▸ Reading text:
Half-sibling Regression
Half-sibling model
Half-sibling regression is an approach to de-noise data that follows the following model, with true signal $Q$ and measurement $Y$ which has noise added due to $N$. Crucially there are other variables we have measured which are affected by the same noise but are independent of the true signal $Q$. We call these variables $X_1, X_2$ half-siblings of $Y$.
The idea is to regress $Y$ on its half-siblings $X_1, X_2, \dots X_k$. Since the half-siblings are independent of the true signal, anything shared by $Y$ and any half-sibling must correspond to noise from $N$. This is shown in this (slightly terrible) diagram, where I have written $y$ as a vector which is a combination of true signal and noise. In terms of the true signal (of $y$) and noise, $x$ corresponds almost entirely to noise. Of course, $x$ should really be shown as a combination of noise and its true signal, which we could show using a 3rd axis.
When we regress $y$ on its half-sibling $x$, we recover $\hat{y}$ which is in the same direction as $x$. The residuals $y-\hat{y}$ are then almost in the same direction as the signal i.e. we have recovered the part of $y$ that is due to signal.
Example application - searching for exoplanets
I came across this method in a lecture series by Jonas Peters on causality, where he used it as an example of how thinking about the causal structure of data can help to suggest statistical methods for their analysis. In the course Peters gives the example from (Schölkopf et al. 2016) of measurements of light intensity of various points in the sky as measured by the Kepler space observatory. The aim is to detect troughs of light intensity, as if there are regular troughs this might correspond to an exoplanet orbiting a star.

▸ Information shown:
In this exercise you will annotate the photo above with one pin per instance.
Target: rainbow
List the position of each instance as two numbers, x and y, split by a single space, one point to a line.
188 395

▸ Stated goal:
Can you reproduce the half-sibling regression text in full, word for word? The lines above have no role here.

▸ Reply:
Half-sibling Regression
Half-sibling model
Half-sibling regression is an approach to de-noise data that follows the following model, with true signal $Q$ and measurement $Y$ which has noise added due to $N$. Crucially there are other variables we have measured which are affected by the same noise but are independent of the true signal $Q$. We call these variables $X_1, X_2$ half-siblings of $Y$.
The idea is to regress $Y$ on its half-siblings $X_1, X_2, \dots X_k$. Since the half-siblings are independent of the true signal, anything shared by $Y$ and any half-sibling must correspond to noise from $N$. This is shown in this (slightly terrible) diagram, where I have written $y$ as a vector which is a combination of true signal and noise. In terms of the true signal (of $y$) and noise, $x$ corresponds almost entirely to noise. Of course, $x$ should really be shown as a combination of noise and its true signal, which we could show using a 3rd axis.
When we regress $y$ on its half-sibling $x$, we recover $\hat{y}$ which is in the same direction as $x$. The residuals $y-\hat{y}$ are then almost in the same direction as the signal i.e. we have recovered the part of $y$ that is due to signal.
Example application - searching for exoplanets
I came across this method in a lecture series by Jonas Peters on causality, where he used it as an example of how thinking about the causal structure of data can help to suggest statistical methods for their analysis. In the course Peters gives the example from (Schölkopf et al. 2016) of measurements of light intensity of various points in the sky as measured by the Kepler space observatory. The aim is to detect troughs of light intensity, as if there are regular troughs this might correspond to an exoplanet orbiting a star.